Data listing

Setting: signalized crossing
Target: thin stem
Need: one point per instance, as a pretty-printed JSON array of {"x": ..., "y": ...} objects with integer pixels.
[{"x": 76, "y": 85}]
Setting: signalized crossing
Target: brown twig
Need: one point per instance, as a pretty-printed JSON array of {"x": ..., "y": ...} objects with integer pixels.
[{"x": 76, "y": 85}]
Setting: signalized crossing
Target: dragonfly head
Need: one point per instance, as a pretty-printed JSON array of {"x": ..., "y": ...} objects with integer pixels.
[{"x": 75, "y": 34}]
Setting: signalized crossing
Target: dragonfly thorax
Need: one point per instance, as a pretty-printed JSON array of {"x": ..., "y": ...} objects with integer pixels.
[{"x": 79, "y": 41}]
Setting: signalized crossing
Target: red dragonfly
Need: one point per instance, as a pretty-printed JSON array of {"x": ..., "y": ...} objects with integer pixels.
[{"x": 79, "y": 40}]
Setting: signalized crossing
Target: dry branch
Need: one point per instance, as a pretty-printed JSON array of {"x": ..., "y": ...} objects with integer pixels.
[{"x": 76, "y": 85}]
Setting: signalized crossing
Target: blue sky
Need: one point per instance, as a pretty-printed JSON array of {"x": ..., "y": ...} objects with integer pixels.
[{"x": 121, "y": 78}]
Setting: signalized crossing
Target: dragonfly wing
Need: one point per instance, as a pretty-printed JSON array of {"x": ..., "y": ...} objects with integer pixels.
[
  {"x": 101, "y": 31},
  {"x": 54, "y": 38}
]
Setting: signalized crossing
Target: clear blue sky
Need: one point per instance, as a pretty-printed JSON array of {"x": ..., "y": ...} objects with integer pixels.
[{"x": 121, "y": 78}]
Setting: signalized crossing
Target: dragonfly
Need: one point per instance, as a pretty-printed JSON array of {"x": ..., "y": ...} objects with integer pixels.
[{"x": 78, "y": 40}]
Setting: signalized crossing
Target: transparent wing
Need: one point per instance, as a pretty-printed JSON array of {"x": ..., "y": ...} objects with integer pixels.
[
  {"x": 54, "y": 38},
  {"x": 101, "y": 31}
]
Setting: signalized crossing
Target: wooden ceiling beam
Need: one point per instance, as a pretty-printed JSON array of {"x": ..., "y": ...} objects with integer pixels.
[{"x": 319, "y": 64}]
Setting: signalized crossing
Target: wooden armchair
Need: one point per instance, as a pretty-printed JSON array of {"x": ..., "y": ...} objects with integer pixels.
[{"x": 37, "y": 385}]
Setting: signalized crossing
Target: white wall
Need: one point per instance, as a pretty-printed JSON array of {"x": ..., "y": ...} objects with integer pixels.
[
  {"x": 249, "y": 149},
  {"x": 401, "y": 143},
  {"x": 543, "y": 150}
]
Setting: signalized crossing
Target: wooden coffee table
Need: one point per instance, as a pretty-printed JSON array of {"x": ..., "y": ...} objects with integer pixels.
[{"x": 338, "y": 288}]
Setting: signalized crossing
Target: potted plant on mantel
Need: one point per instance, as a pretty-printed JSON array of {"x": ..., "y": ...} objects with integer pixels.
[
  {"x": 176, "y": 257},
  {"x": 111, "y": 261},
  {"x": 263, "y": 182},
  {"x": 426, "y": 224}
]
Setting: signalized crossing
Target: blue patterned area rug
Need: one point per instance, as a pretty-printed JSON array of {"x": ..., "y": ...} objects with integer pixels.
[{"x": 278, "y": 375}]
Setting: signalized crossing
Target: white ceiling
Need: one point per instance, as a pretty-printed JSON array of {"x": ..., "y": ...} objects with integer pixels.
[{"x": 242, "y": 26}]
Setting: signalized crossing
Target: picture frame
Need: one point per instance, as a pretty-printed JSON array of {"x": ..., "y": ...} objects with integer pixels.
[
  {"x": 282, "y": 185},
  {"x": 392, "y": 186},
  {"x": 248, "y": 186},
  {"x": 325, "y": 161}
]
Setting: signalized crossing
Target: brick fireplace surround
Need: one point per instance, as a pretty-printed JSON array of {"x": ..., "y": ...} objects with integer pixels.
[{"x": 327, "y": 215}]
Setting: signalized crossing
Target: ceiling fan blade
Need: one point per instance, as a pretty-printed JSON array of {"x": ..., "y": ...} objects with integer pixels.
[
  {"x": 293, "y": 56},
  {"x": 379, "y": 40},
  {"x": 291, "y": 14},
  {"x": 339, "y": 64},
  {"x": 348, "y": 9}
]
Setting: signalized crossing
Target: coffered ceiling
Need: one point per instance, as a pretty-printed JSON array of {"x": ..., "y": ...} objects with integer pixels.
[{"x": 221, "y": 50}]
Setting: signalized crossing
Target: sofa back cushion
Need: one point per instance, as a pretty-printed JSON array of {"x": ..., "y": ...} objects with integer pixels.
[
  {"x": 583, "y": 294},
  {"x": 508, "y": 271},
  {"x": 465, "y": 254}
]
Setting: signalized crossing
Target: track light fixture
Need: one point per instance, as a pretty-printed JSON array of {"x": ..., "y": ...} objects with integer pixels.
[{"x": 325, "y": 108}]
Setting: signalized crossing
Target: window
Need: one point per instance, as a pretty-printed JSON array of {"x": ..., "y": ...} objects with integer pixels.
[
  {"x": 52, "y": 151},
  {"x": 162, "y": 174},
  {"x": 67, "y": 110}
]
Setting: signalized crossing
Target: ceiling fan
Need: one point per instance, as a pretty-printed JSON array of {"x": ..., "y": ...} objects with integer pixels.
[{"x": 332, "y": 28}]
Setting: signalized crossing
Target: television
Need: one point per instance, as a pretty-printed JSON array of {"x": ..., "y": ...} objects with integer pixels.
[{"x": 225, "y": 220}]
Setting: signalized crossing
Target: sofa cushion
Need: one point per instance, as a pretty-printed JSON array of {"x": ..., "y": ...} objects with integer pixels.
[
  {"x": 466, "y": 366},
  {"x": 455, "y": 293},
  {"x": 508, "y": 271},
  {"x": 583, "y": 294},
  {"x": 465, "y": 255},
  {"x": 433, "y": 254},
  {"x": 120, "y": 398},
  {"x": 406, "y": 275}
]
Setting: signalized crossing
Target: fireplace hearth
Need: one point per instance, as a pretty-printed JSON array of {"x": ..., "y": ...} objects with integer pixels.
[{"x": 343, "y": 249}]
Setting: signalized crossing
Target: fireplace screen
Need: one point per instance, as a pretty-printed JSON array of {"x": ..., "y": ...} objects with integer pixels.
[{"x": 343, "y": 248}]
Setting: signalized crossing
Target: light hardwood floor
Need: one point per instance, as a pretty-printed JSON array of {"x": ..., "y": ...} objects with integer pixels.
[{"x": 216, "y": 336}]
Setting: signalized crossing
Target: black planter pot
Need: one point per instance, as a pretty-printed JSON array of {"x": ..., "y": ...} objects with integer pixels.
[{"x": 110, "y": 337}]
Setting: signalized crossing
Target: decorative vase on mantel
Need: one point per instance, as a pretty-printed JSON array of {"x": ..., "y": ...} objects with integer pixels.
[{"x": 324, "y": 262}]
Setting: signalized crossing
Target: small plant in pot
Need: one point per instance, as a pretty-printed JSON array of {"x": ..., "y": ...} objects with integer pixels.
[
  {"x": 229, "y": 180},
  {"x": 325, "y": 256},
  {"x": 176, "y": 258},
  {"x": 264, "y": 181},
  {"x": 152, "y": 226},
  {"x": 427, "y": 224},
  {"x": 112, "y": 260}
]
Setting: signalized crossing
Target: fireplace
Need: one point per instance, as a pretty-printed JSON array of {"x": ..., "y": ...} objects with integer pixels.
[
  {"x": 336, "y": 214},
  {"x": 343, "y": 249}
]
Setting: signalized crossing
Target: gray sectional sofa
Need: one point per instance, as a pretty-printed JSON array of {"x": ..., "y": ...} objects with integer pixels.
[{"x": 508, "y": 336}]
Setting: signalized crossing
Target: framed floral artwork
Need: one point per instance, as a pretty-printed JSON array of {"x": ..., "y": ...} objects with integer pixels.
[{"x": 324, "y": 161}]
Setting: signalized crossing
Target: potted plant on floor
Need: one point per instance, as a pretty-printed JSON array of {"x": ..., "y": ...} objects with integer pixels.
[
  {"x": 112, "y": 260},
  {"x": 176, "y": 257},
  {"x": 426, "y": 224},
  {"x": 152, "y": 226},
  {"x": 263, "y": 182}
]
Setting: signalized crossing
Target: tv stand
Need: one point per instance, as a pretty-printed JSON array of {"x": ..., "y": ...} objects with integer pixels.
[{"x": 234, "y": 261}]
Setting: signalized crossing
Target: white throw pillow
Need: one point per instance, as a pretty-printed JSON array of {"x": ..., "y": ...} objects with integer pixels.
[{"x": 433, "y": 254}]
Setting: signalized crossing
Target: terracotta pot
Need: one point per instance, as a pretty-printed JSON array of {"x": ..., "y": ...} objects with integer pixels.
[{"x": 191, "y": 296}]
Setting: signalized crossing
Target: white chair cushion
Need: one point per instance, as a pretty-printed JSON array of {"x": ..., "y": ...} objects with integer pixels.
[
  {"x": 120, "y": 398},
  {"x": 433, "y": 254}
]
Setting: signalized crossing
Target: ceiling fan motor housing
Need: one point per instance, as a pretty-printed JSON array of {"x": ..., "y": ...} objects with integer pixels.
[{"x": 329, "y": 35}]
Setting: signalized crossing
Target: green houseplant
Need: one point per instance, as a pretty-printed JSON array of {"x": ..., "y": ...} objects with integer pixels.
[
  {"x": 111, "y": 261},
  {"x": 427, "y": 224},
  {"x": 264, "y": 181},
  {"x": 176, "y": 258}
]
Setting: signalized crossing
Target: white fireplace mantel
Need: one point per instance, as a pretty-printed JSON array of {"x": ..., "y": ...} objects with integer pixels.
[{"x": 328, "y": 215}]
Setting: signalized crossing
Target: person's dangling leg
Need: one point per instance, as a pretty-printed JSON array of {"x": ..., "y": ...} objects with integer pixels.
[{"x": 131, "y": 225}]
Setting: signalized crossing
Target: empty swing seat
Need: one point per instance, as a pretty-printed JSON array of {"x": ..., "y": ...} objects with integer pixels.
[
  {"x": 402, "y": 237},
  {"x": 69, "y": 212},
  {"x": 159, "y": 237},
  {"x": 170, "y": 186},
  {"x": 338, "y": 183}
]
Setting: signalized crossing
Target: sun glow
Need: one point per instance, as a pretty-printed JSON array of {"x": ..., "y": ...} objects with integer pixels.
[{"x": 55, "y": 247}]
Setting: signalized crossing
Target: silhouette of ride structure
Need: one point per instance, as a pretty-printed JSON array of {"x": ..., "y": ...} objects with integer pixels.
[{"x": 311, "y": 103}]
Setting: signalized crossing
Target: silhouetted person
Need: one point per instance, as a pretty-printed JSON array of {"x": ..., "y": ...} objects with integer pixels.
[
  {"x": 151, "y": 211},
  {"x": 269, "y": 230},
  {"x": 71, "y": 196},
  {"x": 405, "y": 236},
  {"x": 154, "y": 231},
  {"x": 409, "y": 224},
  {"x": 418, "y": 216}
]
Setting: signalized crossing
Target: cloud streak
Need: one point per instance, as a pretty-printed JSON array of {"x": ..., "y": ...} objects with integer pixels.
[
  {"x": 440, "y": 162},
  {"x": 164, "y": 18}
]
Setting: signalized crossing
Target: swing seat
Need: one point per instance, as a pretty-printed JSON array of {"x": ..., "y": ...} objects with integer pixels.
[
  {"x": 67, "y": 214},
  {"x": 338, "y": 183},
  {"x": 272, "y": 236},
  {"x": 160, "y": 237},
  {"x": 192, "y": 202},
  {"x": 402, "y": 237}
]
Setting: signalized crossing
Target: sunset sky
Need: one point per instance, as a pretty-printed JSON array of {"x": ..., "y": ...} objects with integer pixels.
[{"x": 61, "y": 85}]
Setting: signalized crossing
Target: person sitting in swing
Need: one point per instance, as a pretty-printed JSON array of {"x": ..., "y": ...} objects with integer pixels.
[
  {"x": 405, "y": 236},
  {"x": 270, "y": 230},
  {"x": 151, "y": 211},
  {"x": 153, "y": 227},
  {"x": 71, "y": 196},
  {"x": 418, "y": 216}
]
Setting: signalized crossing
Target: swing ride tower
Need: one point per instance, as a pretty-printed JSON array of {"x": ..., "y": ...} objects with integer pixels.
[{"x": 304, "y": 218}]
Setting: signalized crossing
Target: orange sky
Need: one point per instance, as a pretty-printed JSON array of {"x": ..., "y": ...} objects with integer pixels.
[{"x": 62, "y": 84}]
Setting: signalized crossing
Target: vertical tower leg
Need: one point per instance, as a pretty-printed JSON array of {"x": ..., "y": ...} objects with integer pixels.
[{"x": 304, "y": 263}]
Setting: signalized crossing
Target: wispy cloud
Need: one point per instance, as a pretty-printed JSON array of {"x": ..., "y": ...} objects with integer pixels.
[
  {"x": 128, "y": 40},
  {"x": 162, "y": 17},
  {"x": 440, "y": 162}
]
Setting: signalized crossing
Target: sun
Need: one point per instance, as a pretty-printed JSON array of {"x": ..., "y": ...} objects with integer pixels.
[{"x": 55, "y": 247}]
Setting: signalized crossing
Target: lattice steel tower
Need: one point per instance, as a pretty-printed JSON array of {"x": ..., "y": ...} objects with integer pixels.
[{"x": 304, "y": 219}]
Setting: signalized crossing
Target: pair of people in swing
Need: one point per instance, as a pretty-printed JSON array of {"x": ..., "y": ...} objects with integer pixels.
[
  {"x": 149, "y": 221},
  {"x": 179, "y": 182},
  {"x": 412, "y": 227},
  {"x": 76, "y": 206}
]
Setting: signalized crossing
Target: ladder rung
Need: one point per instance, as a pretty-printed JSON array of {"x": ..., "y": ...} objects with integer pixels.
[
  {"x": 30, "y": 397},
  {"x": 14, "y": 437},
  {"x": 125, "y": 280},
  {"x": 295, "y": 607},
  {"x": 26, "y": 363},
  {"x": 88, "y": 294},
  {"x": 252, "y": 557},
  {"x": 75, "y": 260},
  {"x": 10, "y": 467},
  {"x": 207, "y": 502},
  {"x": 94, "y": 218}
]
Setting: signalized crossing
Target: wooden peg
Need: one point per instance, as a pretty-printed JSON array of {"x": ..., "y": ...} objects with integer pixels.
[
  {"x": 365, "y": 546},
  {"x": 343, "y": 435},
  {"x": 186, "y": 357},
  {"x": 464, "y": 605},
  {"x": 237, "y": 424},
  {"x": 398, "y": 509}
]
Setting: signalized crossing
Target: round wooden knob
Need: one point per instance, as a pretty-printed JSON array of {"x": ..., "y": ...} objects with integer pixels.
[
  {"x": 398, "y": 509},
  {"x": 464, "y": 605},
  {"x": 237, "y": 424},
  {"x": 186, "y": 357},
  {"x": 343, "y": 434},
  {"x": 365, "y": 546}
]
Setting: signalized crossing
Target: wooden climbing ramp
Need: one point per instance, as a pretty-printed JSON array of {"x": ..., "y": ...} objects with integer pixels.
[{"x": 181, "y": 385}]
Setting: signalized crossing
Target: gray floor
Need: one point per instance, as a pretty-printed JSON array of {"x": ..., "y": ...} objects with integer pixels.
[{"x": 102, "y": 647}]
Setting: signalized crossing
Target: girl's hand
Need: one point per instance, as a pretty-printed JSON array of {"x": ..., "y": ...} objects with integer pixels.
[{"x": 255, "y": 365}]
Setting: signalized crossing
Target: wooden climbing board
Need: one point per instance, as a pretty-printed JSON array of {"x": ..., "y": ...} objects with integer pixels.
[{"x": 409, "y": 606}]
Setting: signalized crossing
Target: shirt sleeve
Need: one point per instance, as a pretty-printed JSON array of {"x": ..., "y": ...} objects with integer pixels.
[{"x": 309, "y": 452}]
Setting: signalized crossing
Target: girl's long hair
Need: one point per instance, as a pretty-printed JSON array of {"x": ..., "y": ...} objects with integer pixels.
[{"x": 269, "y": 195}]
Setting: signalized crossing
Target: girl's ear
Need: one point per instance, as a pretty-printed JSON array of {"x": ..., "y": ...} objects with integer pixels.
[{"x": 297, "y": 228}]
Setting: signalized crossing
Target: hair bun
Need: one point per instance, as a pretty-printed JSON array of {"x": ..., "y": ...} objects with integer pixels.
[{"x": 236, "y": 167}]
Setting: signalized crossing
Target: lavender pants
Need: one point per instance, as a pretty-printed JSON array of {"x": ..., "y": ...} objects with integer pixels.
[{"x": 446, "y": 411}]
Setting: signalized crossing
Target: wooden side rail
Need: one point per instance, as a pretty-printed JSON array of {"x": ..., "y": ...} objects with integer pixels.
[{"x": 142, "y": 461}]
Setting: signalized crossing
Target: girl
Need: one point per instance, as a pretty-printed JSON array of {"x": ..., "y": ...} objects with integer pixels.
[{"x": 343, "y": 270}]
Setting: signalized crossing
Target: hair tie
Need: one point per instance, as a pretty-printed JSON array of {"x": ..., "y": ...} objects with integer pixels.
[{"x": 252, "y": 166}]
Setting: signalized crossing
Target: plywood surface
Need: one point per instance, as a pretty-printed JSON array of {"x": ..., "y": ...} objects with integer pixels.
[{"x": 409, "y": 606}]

PROMPT — Pull out each line of the listing above that contains the string "tower". Count a line only when the letters match in case.

THE SOLUTION —
Target: swing ride tower
Target: vertical tower leg
Target: lattice steel tower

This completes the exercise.